== 演習用データ ==

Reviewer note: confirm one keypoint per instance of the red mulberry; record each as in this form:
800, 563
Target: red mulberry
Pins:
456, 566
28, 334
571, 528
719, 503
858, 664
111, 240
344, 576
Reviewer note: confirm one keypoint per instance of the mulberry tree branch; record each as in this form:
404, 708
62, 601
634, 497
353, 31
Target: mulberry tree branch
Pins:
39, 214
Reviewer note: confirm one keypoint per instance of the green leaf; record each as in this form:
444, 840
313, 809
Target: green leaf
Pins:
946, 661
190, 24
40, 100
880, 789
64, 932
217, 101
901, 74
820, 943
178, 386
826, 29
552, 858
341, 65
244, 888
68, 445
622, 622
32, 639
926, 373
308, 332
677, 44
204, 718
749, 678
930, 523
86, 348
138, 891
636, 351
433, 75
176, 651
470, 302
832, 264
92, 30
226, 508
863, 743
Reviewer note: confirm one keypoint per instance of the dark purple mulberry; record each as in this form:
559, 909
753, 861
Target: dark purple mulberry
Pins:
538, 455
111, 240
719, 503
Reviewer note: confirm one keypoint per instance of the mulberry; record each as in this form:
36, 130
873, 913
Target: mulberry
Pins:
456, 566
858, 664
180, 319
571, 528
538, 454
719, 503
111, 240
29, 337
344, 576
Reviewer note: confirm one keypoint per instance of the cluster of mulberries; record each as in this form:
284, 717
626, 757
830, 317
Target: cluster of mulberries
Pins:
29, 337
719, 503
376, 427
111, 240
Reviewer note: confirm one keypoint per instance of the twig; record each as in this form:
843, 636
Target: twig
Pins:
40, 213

===
== 演習用データ ==

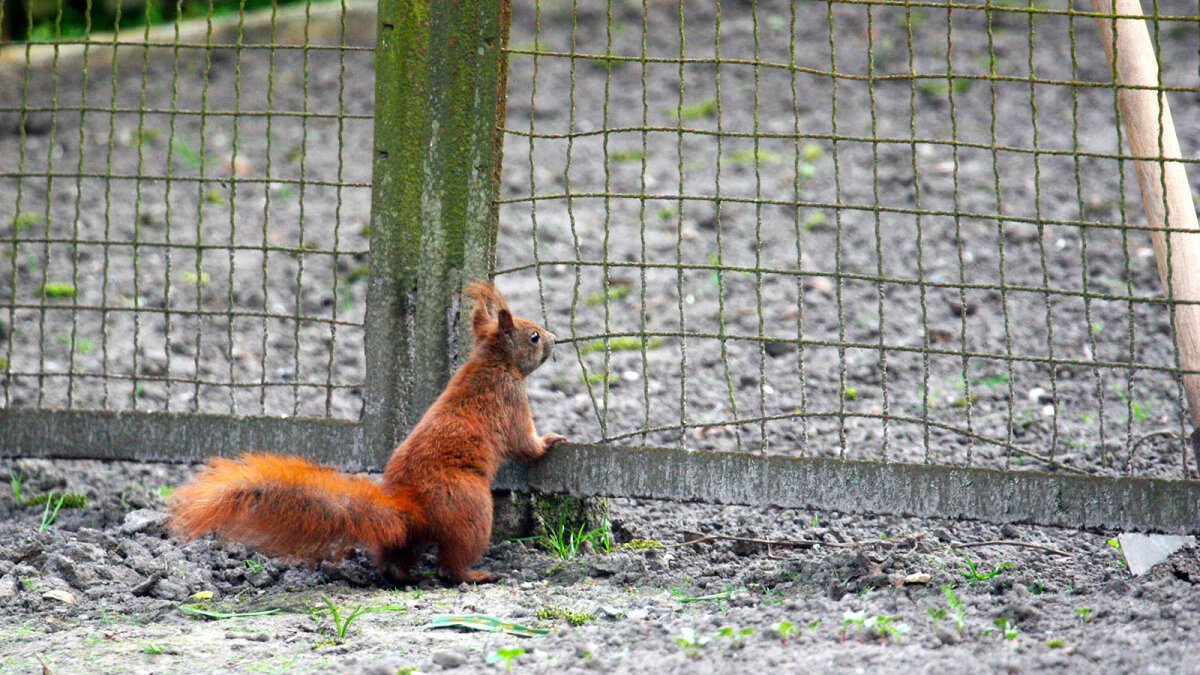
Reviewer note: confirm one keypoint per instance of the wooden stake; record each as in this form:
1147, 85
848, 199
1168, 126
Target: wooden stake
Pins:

===
== 演習用データ ==

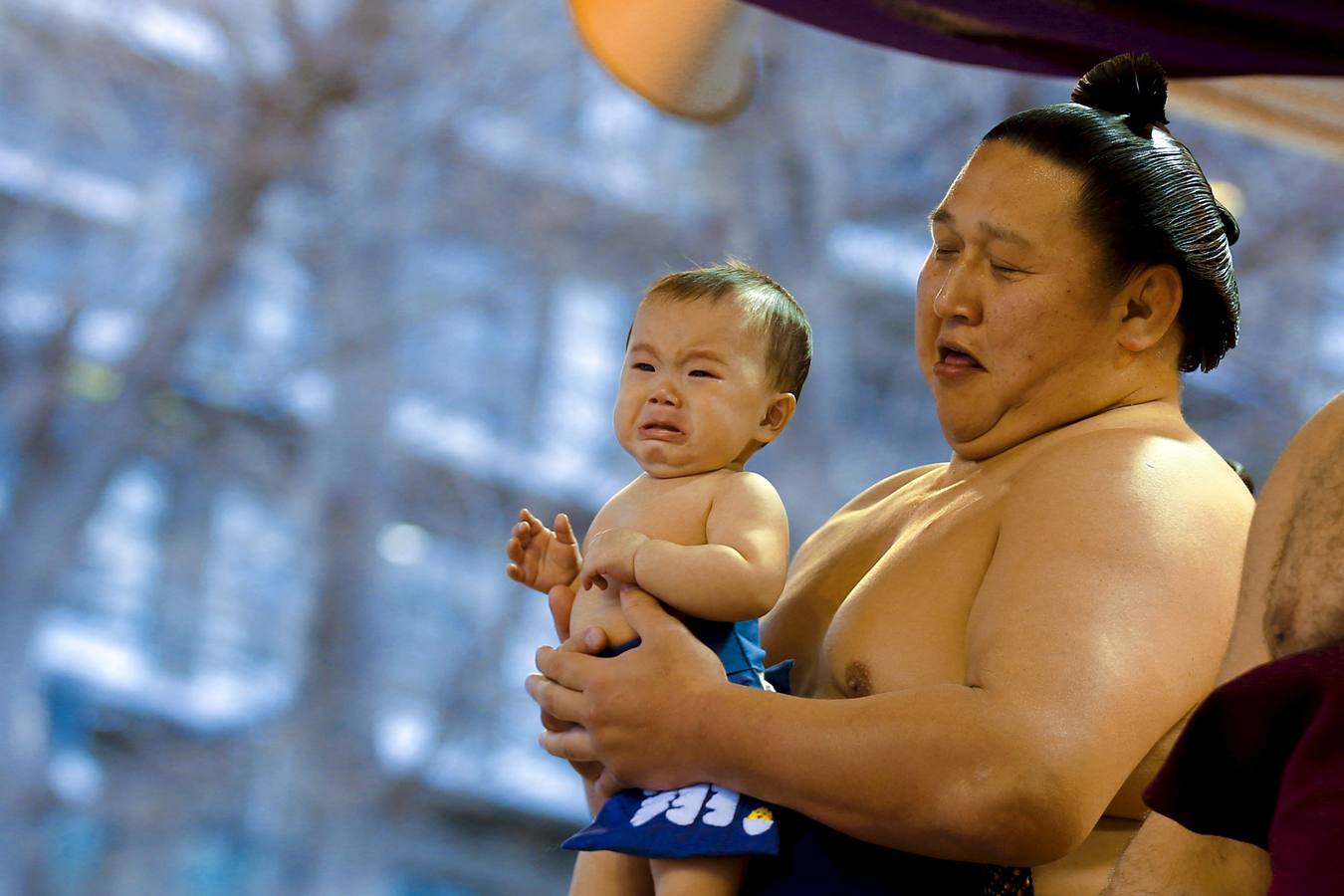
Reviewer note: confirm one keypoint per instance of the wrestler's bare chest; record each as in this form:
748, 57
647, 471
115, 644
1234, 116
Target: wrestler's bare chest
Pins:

===

| 必要な作業 |
上のデータのうち、文字列「form」を含む行だけを選び、すべてそのまま書き写すこと。

| 回答 |
Reviewer note: confirm one keypoint per instance of the red mulberry; record each as in this form:
Reviewer note: confirm one keypoint per instance of the mulberry tree branch; record each as in this form:
Reviewer note: confirm one keypoint per instance of the green leaf; record each as in this form:
Reviewer note: confirm one keypoint per instance of the dark purple mulberry; record each as in this form:
Reviewer note: confirm one keypoint per instance of the mulberry; record each as in this form:
Reviewer note: confirm one keypoint per instance of the cluster of mulberries; record each as in this form:
Reviewer note: confirm one keypoint per instance of the twig; record each as in this form:
Reviewer note: confirm one keypoint per instance of the wooden stake; record each as in this form:
Reviewer note: confirm one keypoint per instance of the wrestler's bare chest; record each as in this form:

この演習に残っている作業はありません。